BEGIN Exercise material

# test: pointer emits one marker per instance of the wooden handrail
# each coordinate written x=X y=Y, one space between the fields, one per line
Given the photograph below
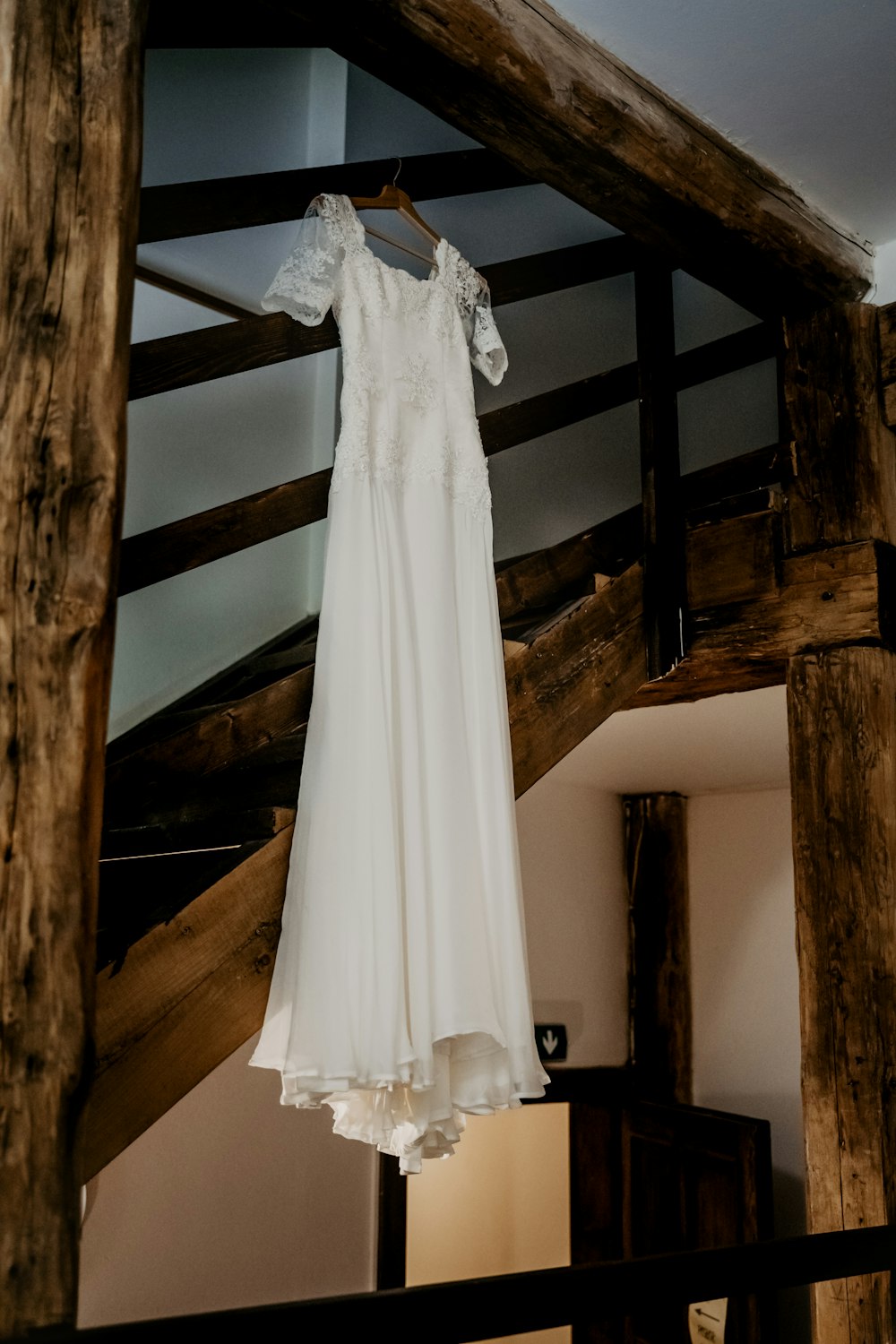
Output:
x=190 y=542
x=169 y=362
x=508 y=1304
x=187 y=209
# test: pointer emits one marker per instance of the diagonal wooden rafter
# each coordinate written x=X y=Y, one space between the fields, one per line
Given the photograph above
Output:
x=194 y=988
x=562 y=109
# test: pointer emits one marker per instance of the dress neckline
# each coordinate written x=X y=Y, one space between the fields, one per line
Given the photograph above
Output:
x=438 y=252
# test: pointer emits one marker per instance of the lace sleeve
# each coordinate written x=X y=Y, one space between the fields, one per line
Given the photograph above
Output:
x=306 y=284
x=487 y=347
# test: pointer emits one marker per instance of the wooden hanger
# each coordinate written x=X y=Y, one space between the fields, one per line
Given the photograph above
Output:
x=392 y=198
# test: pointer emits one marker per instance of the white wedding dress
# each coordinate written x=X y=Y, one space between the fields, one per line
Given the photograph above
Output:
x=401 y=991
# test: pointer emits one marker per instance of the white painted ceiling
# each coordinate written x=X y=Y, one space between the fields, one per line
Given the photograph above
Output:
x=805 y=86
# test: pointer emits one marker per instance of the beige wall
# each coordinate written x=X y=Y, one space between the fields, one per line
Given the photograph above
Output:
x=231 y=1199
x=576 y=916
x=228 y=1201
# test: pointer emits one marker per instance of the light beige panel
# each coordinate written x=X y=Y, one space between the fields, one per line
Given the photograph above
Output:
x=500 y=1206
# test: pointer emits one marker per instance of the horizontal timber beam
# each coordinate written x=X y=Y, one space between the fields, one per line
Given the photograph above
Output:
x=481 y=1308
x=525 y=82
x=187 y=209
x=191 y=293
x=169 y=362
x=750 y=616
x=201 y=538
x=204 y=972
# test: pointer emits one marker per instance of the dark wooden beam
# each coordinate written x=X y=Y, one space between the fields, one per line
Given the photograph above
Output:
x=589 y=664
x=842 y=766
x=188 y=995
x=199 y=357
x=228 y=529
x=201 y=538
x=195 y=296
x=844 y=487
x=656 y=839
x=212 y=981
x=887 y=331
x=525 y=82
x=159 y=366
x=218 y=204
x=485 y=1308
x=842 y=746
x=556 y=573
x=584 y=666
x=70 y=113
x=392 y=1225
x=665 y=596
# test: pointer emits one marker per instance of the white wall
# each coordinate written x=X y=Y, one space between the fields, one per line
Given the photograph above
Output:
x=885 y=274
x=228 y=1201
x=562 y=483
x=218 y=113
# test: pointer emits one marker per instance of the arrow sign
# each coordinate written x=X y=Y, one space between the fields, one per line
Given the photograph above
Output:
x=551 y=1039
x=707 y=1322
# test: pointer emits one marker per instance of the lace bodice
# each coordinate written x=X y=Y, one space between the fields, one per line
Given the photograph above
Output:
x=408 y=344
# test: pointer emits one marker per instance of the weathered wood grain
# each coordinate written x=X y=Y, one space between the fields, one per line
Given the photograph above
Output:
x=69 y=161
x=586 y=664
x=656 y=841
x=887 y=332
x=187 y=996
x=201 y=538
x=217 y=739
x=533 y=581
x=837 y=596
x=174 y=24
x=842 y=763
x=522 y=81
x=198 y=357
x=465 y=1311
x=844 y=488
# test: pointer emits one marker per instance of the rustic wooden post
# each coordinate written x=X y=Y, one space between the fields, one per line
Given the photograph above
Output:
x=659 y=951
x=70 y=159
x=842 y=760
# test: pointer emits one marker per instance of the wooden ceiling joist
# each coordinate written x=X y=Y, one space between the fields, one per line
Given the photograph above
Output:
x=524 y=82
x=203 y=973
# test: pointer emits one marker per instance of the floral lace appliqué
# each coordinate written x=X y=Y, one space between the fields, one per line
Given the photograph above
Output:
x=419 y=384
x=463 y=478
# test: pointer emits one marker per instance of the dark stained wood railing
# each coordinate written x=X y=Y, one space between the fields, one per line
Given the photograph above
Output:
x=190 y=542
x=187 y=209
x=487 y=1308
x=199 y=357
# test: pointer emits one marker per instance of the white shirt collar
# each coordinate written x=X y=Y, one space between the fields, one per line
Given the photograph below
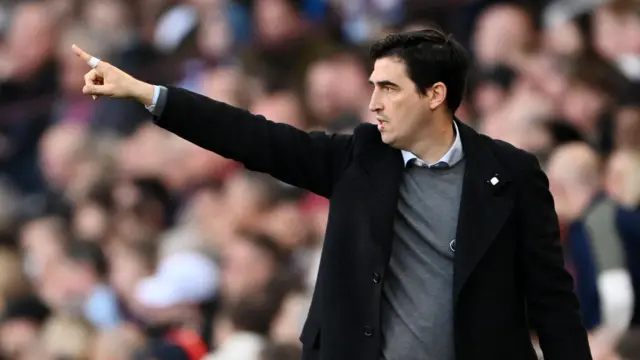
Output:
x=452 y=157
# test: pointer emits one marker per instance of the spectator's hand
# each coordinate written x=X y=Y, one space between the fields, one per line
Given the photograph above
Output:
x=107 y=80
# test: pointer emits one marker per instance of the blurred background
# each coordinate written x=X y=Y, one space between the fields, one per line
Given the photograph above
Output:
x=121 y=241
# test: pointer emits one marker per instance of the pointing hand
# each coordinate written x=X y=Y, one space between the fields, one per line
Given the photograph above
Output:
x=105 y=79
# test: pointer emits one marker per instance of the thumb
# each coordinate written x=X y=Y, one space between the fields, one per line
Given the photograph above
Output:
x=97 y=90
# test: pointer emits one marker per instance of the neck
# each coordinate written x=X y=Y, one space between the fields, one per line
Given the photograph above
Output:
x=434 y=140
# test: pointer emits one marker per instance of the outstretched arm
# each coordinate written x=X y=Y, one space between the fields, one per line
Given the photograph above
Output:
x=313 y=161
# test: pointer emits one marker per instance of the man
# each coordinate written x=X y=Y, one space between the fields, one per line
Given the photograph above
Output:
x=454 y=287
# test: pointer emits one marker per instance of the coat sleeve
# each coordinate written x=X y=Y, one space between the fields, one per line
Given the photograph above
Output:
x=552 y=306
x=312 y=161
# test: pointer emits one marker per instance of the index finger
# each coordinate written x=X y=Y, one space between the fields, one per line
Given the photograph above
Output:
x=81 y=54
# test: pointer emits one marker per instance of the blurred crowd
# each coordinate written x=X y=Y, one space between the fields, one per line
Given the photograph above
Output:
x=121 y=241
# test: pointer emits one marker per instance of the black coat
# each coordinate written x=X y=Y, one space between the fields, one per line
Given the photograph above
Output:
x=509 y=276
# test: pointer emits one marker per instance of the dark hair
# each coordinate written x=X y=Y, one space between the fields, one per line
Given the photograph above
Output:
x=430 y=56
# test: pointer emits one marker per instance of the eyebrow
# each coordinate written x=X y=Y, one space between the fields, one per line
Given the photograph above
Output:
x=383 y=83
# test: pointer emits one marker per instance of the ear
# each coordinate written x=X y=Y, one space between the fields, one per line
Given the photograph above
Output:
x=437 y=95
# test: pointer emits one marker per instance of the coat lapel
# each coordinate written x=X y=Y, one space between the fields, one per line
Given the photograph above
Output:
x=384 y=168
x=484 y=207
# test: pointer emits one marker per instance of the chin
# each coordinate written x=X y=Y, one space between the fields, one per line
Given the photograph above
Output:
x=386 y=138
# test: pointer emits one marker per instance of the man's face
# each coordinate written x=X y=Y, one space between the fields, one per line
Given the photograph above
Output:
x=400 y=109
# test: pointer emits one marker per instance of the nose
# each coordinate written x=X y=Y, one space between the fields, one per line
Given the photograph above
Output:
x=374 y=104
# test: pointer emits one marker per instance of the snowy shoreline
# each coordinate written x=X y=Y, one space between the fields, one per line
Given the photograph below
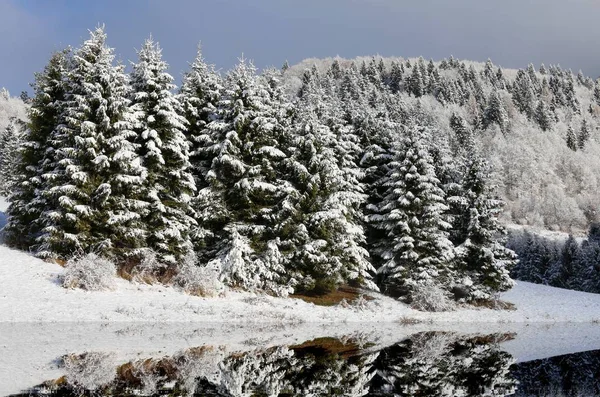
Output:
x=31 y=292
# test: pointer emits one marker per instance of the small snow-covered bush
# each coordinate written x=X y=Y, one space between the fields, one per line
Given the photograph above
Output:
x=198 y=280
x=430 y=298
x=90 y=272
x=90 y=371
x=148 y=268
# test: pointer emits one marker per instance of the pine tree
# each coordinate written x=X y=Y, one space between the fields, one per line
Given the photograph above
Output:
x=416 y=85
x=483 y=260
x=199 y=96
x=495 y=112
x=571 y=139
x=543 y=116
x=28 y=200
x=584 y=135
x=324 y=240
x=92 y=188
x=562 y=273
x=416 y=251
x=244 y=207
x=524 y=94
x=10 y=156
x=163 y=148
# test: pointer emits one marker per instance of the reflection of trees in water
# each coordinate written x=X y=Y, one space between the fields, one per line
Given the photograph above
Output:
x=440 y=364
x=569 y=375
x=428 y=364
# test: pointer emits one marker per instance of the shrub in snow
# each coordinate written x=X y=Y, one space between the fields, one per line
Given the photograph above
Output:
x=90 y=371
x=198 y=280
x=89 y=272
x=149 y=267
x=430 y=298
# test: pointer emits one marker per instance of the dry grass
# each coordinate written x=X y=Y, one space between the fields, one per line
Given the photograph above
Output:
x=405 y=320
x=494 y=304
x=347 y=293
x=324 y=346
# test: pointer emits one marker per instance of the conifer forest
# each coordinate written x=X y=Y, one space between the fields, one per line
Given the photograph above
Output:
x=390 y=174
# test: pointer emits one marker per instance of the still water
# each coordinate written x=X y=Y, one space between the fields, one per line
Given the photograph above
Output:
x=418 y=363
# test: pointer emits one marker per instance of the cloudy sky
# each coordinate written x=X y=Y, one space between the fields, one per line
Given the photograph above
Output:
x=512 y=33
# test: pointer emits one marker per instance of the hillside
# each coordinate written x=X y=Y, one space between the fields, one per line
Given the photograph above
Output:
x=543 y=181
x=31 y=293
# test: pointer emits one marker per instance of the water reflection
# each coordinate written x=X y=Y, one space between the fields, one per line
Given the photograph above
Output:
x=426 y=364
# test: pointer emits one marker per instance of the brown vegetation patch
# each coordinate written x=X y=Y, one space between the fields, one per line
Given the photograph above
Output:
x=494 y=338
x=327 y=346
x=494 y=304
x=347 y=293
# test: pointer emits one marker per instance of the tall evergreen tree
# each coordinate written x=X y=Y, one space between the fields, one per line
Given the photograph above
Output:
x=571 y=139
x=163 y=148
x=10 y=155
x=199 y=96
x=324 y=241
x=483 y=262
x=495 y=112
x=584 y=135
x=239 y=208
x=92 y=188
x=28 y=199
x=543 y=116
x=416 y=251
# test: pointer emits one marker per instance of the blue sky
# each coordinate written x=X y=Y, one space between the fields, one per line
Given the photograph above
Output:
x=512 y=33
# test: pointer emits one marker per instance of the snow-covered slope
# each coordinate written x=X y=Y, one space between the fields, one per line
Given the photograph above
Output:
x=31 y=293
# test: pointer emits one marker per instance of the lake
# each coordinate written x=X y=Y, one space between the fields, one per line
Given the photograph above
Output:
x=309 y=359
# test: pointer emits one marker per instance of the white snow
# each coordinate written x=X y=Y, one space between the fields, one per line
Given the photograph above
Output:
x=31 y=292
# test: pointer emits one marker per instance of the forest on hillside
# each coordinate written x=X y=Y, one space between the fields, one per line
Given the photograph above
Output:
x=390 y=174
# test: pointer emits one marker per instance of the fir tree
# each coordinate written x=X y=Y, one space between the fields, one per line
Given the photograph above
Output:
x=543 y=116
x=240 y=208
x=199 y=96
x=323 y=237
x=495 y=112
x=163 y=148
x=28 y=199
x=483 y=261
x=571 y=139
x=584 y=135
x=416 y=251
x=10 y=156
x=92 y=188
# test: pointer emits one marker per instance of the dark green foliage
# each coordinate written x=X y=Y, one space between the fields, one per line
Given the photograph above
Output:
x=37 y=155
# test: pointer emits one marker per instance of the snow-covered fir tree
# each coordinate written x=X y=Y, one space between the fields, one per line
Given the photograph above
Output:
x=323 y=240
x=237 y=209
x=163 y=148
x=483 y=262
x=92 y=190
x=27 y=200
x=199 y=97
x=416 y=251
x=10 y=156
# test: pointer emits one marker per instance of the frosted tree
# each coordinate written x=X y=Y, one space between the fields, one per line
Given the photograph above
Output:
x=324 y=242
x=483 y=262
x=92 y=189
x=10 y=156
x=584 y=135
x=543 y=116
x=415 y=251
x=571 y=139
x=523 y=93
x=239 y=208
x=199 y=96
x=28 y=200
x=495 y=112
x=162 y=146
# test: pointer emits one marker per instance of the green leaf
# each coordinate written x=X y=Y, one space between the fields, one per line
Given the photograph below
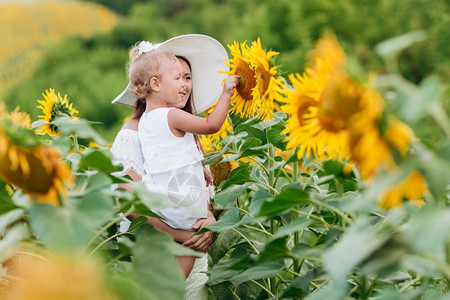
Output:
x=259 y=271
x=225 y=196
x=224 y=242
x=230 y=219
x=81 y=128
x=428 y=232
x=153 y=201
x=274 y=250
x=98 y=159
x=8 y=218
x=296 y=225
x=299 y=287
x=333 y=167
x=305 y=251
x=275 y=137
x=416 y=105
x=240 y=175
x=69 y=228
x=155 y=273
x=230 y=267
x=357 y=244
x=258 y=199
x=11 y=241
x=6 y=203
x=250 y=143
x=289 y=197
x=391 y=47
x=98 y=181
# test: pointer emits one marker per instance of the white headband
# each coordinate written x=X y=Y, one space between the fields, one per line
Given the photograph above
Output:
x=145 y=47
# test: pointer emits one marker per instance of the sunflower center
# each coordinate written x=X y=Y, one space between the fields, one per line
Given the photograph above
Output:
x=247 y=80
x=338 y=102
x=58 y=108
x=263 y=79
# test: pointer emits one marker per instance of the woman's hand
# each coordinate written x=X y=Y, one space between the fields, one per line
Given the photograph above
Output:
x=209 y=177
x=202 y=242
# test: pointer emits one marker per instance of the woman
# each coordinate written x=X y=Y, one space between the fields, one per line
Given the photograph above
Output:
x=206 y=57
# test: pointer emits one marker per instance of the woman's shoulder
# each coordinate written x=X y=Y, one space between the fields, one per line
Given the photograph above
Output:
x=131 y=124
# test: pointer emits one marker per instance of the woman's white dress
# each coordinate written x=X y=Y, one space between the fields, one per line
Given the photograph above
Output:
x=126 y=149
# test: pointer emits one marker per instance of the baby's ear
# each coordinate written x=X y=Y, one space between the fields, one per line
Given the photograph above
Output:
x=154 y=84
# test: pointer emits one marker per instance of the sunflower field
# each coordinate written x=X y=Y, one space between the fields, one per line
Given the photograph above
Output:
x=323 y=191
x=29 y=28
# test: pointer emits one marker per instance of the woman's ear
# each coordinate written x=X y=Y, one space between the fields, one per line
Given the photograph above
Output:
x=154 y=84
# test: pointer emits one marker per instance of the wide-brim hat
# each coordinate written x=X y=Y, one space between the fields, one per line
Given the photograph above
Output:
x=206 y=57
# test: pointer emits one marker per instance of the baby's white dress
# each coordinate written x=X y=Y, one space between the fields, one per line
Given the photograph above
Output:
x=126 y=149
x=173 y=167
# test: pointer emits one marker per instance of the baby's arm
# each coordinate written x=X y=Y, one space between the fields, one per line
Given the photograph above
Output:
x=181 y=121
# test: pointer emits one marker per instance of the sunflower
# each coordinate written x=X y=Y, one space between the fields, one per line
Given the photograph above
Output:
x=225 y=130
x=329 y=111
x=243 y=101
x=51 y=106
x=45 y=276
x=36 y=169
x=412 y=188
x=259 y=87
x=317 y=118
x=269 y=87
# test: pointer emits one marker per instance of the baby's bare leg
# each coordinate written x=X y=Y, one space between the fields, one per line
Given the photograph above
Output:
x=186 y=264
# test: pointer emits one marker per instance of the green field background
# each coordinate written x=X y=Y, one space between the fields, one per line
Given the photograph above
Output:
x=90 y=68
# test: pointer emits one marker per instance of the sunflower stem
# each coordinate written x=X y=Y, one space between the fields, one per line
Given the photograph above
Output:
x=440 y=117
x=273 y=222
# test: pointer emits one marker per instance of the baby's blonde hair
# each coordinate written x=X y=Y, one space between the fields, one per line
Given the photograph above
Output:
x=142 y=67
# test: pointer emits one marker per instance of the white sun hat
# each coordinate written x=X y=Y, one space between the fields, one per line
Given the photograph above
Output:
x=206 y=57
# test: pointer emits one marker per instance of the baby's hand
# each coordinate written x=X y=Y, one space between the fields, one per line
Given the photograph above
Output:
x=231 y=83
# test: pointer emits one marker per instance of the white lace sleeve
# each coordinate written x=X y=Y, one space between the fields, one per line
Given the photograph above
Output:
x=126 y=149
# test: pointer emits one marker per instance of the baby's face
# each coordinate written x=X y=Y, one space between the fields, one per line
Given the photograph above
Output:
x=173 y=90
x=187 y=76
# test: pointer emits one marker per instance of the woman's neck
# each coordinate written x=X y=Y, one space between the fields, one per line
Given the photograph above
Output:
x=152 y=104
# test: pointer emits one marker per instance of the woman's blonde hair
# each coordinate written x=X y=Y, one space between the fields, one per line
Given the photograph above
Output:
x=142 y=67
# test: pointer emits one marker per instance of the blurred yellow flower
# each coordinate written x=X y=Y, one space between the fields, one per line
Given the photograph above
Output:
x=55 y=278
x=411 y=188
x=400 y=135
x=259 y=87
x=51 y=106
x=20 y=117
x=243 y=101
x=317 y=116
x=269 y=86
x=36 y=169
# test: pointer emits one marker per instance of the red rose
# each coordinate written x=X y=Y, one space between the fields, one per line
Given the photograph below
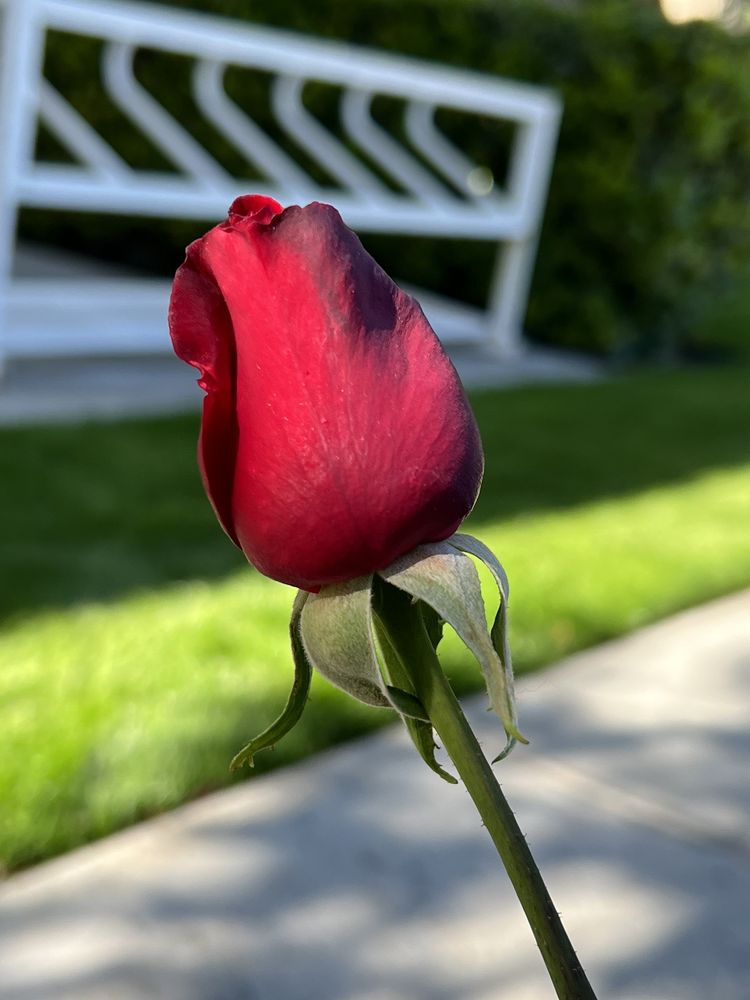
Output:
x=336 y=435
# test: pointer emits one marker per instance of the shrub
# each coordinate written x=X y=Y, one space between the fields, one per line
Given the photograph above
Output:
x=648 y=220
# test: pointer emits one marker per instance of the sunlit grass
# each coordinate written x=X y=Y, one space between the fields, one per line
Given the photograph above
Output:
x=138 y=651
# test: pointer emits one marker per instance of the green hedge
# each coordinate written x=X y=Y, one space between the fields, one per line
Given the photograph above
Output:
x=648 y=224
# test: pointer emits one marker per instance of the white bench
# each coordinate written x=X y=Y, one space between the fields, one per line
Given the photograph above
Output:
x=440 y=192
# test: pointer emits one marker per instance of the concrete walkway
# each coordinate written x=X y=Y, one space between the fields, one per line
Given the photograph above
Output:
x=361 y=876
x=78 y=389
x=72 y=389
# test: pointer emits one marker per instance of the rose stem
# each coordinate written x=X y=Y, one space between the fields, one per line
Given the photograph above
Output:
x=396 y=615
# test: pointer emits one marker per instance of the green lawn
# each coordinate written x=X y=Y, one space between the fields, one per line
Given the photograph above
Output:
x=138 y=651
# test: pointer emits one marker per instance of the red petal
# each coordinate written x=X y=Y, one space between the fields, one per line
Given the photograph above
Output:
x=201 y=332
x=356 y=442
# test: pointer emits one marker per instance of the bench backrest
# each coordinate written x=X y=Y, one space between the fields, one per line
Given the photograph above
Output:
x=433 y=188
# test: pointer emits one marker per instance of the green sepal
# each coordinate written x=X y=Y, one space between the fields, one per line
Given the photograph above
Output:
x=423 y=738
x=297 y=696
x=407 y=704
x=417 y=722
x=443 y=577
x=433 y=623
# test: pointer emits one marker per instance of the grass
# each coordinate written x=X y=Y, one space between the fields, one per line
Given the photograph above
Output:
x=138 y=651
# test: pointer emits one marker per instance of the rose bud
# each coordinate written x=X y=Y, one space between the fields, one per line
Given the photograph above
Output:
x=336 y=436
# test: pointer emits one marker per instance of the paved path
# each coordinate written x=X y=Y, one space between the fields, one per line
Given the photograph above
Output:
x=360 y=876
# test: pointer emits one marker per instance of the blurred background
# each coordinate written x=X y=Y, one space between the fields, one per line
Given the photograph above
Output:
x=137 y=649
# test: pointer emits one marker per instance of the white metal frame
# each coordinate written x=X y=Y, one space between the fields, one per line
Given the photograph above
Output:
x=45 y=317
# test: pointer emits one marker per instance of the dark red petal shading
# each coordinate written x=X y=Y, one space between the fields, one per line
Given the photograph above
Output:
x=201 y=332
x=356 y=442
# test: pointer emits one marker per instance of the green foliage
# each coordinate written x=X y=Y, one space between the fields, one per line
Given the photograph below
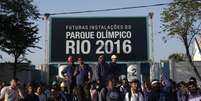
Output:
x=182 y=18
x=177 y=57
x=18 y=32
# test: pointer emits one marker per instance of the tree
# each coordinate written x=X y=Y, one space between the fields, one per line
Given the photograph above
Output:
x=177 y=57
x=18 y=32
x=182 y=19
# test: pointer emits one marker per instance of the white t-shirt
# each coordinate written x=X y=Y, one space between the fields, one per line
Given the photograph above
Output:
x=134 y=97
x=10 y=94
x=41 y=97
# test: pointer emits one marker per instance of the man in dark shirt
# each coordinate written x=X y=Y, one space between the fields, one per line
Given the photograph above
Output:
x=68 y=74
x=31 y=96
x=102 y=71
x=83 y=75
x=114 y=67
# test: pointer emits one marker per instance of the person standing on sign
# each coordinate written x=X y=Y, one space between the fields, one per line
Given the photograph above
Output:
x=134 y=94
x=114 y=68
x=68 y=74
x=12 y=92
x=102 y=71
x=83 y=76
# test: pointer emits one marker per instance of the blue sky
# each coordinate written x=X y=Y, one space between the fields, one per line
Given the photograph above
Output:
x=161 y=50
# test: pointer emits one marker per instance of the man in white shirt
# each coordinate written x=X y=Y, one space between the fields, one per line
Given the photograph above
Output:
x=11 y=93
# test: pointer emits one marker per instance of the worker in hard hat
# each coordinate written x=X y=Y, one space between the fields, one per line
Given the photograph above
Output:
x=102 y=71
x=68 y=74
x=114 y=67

END Exercise material

• _What is being asked_:
Look through the material for "coat". Copy each line that has it.

• _Answer box_:
# test: pointer emits one marker per instance of the coat sleeve
# test: pointer emits one marker per instance of the black coat
# test: pointer emits one marker per instance of the coat lapel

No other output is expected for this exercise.